EXERCISE BRIEF:
Quote all of the data below exactly, please.

DATA:
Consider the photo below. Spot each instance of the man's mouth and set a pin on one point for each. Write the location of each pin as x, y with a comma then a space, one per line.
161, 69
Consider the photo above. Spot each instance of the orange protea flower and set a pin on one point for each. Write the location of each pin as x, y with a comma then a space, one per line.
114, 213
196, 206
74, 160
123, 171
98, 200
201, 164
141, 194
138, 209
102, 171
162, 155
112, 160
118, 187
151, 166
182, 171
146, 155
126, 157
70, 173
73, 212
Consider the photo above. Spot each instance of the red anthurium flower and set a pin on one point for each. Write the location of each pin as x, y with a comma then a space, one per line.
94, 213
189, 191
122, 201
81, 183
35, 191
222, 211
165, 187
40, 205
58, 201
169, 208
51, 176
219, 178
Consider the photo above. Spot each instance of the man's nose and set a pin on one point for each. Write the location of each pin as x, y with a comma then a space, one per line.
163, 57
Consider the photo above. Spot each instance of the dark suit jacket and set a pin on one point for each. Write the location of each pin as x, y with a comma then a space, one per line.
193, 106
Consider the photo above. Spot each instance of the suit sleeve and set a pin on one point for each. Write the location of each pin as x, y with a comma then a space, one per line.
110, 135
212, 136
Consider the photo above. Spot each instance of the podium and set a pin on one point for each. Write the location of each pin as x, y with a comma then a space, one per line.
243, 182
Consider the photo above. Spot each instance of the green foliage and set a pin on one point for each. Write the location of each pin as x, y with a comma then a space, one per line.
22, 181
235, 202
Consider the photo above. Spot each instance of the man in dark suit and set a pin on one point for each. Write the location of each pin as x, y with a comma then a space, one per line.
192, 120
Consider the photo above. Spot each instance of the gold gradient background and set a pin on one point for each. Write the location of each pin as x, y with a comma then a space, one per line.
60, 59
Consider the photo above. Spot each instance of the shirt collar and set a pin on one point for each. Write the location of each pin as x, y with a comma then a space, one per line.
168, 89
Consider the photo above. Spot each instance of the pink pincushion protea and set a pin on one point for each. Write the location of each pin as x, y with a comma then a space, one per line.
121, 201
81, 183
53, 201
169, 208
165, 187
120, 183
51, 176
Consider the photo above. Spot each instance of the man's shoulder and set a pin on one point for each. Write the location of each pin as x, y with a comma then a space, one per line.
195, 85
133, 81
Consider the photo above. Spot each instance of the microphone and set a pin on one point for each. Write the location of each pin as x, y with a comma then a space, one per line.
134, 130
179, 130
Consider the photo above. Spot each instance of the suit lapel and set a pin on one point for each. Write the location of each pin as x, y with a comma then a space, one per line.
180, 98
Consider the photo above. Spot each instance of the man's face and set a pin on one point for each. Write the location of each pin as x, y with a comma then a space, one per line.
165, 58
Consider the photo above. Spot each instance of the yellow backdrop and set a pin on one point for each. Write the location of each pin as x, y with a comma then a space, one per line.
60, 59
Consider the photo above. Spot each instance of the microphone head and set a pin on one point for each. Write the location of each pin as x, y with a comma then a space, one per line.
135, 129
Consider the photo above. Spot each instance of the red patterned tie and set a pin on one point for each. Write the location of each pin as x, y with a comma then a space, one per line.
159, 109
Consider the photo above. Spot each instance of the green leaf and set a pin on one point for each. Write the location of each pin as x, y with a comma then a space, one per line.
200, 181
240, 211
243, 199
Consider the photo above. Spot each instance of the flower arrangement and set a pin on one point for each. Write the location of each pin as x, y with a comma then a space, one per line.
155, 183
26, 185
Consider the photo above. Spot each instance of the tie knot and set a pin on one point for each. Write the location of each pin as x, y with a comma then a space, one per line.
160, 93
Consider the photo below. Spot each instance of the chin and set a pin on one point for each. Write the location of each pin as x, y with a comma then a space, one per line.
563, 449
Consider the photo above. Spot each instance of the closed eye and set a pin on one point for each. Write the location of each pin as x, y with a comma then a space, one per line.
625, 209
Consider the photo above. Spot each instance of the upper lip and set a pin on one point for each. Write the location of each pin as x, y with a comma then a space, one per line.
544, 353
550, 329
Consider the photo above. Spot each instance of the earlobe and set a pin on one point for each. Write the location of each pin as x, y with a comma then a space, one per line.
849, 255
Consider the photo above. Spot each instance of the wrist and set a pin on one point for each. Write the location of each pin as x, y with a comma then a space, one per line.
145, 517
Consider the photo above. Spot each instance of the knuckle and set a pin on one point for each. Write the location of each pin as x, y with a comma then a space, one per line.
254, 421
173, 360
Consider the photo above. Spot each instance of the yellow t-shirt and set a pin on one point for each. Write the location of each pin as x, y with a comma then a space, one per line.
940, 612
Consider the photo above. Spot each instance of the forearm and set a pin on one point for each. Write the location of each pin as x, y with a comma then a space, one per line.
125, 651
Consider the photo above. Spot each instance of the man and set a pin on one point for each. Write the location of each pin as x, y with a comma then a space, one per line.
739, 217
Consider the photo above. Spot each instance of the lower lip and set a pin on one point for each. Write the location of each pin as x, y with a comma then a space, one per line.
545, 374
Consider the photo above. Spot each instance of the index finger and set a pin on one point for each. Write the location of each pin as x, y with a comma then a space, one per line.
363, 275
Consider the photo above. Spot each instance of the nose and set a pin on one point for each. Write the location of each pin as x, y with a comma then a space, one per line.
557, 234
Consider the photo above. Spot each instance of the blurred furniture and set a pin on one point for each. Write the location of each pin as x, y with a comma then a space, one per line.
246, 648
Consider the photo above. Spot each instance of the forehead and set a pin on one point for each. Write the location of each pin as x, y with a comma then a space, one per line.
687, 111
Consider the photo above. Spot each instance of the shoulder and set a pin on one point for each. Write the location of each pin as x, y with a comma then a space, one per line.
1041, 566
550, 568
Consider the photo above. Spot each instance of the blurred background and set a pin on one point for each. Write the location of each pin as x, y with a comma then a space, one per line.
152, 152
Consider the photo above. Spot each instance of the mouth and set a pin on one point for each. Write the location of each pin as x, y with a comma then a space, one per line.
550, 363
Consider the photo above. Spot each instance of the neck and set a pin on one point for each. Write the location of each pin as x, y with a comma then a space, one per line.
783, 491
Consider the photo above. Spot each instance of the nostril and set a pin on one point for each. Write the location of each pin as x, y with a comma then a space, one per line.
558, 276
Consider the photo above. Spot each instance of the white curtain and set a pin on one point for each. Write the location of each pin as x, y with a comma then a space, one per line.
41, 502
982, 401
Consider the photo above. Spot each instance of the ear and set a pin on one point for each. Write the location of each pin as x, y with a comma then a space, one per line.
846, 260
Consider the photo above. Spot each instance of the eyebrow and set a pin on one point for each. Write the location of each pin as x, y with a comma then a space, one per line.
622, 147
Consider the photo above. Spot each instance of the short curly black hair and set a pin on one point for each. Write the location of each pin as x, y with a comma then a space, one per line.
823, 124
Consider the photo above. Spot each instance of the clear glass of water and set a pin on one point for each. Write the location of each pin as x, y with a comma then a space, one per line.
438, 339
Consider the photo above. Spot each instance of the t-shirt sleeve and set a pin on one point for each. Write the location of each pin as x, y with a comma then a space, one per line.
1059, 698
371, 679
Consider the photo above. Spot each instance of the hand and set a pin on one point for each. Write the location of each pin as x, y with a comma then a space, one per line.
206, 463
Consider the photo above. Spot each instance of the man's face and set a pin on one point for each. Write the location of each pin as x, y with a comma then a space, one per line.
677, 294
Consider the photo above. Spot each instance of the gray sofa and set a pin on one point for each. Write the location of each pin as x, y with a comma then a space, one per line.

RESULT OF THIS TASK:
Consider the photo below. Spot each instance of the man's mouth and set a pin on one point for each. Write the location of each pin as x, y with a comma then a space, one per line.
161, 69
Consider the photo above. Spot each instance of the orange protea flower and set a pin on one point for each. Write the location of each pin as x, y with a comma then a space, one per line.
114, 213
196, 206
74, 160
123, 171
98, 200
201, 164
141, 194
138, 209
102, 171
162, 155
112, 160
118, 187
151, 166
182, 171
146, 155
126, 157
70, 173
73, 212
Consider the photo above. Spot each instance of the red anthurium flower and set a pin on one point for each. Write the location of each pin as x, y with a comma then a space, one per line.
94, 213
189, 191
122, 201
81, 183
35, 191
222, 211
165, 187
40, 205
58, 201
169, 208
51, 176
219, 178
Consider the photo above. Spot each instance of the man's nose and set a pin on one point for each. Write the location of each pin as x, y with a comma then a space, one per line.
163, 57
Consider the photo above. Spot each instance of the dark suit jacket and set a pin on one point for each. Write the location of each pin as x, y with a comma then a space, one per line.
193, 106
Consider the photo above. Spot each instance of the suit sleeve and set a pin on one point for each. Write the location of each pin as x, y with a comma then a space, one per line.
110, 135
212, 136
Consider the photo above. Spot each instance of the podium and set a pin on one point for each. Write the location of each pin as x, y with a comma then a space, one per line.
243, 182
Consider the photo above. Spot each instance of the green foliage and set a pin on one point for each. Write the location of each pin as x, y with a comma then a space, one per line.
22, 181
235, 202
Consider the photo above. Spot each instance of the man in dark suit and set a pin on one point for each. Write the location of each pin as x, y with a comma then a space, one per line.
192, 120
Consider the photo above. Spot each instance of the gold gradient background and set a pin on one point for each. Write the location of each pin as x, y with a comma then a space, one per line.
60, 59
Consider the photo above. Spot each instance of the shirt collar and set a pin on one point for each. Write the location of each pin as x, y with a comma then a space, one per line.
168, 89
Consider the photo above. Spot each instance of the pink pincushion protea and set a pin on one point for each. Write the location of each pin as x, y with a comma then a space, one per line.
121, 201
81, 183
53, 201
169, 208
165, 187
120, 183
51, 176
Consider the photo above. Spot each instance of the man's shoulder and set a pin on one point for each. Write the location of each pin as x, y with a comma then a space, one per line.
195, 85
133, 81
Consider the photo above. Spot each instance of the microphone and set a pin on one point for each. Write the location of each pin as x, y with a comma then a space, one per line.
134, 130
179, 130
Consider the photo above. Spot each instance of the suit lapel and set a pin on one point for each. Write the location of each pin as x, y with a comma then a space, one per line.
180, 98
Consider the photo above. Spot each instance of the man's face and set a pin on one point for each. Write the location of each pin as x, y with a comma then a space, one per line.
165, 58
Consider the photo above. Spot each instance of the yellow backdrop and set a pin on one point for each. Write the location of each pin as x, y with a comma then a space, one per line.
60, 59
Consider the photo above. Spot each instance of the microphone head and set a pin on one point for each. Write the location of each pin as x, y with a comma then a space, one per line.
135, 129
Consider the photo above. Spot each instance of the red patterned tie and set a pin on one point for each. Write the location of each pin as x, y with a comma then a space, one per line.
159, 109
Consider the photo above. Spot each instance of the green leaf and set a pin on one point for each. Write the location of each pin as x, y with a comma then a space, one per line.
200, 181
240, 211
243, 199
Consider the photo above. Spot each instance of the flower arrangement and set a pin on one point for each. Write the location of each pin as x, y with a comma then a space, one per line.
155, 183
26, 185
Consider the photo above. Spot each instance of the tie knot and set a pin on one point for each. Write the location of each pin as x, y with a comma then a space, one per line.
160, 93
Consider the photo below. Spot each instance of the chin and set a pin on one point for each. Write the location of each pin as x, y with a comma then a space, one per line.
563, 449
Consider the photo above. Spot each instance of the closed eye and set a pin on one point for each. Write the location of each pin as x, y with a comma then a space, one per line.
625, 209
Consider the photo above. Spot each instance of the upper lip and set a pin on one point for each. Write the location of each pin as x, y with a comma then a space, one per line.
544, 353
550, 329
Consider the photo above. Spot each instance of the earlobe and set a pin on one point for each. Write the location of each pin as x, y with a comma then a space, one per line.
849, 255
Consider the photo above. Spot each instance of the wrist and set a pin on one point for each. Write the location of each pin as x, y with a comma then a space, one per line.
145, 517
Consider the photo above. Spot each instance of the knuckle and set a pin on one point for each. Write the location of each pin as x, y with a comma then a space, one per line.
254, 421
173, 360
Consider the photo above. Spot each instance of the yellow t-shirt and set a pin on one point for each. Write the location of each pin as x, y with a comma then a space, one per line.
940, 612
Consider the photo above. Spot each instance of the forearm and set a pin on one point for each. Write the location of each pin as x, y with a comma then a space, one per line.
125, 651
Consider the photo above. Spot each instance of the man and set a pin on one point for each. Write the location of each pin as x, y with a comma then a space, one per line.
739, 217
Consider the photo above. Spot each instance of the lower lip and set a pin on one point for each. Write the location of each pin as x, y with a comma then a space, one per line.
545, 374
Consider the photo above. Spot each instance of the index finger and set a pin on one point for each. Write the location of each pin as x, y with a comma then a space, one per line.
363, 275
Consider the photo above. Spot each instance of the nose and set a pin on one point for each. Write the location of each pin as x, y with a comma then a space, one per line.
557, 234
Consider the photo above. Spot each instance of the blurred furniture and set a pin on one point for each. Write the location of each pin as x, y with a comma then a space, one per line.
246, 648
Consider the photo above. Spot each instance of the forehead and set a pin on one point for each. Write the location of each pin as x, y with a comma then a space, one per line.
687, 111
Consider the photo above. Spot each instance of the shoulder and set a pin on one point for each. Write the location of each pin as x, y with a comma then a space, one per line.
1041, 566
550, 568
Consider the photo above. Spot each instance of the blurred background and set a pin on one point for each. Write the location of each pin as x, y with a comma then a space, one per line.
152, 152
Consider the photo above. Spot each instance of the mouth and set a pin on one point for each. Write the location of each pin as x, y with a comma then a space, one per line.
550, 363
Consider the photo above. Spot each instance of the neck and set a pin on one point for each. Write the location of each pin as x, y with a comma then a space, one per line.
783, 491
Consider the photo above. Spot each instance of the nostril and set a pin on one point for each. Write the location of each pin as x, y with a comma then a space, one per line.
558, 276
Consider the photo above. Spot each instance of the white curtain and set a pin on one point for each. Write the location of each pin as x, y with a comma then a space, one per line.
41, 502
982, 401
Consider the photo above. Spot each instance of the ear and set a pin on one point for each. Write the location of each pin as x, y with a comma then a space, one per line.
846, 260
Consider the photo above. Spot each instance of the eyebrow and set a pin on one point for each. Write the location of each pin as x, y with a comma then a space, one per line.
622, 147
Consider the photo above. Spot each instance of the short curly black hair and set a pin on one point for each. Write the location of each pin as x, y with a comma then a space, one per line.
823, 124
Consider the photo above. Spot each instance of the clear glass of water and set a pin on one point for each. Write the location of each pin as x, y with a comma then a space, one per line.
438, 339
Consider the photo above. Spot each instance of the t-shirt sleeve and set a pin on one point for each. Write the location of each pin as x, y with a comma then a space, one per line.
1059, 698
371, 679
Consider the photo above. Spot each instance of the hand and set a pin on one point for each. Write the location of each pin as x, y with a comma then a space, one per line.
206, 463
Consider the photo above. Spot each instance of the man's face and set a pin on one point for each. Write the location of each pin as x, y with a comma then a space, one per line.
677, 294
Consider the photo above. Spot each instance of the gray sofa and set a pin on one point for each. Write the location of each pin as x, y with a comma then a space, one per line.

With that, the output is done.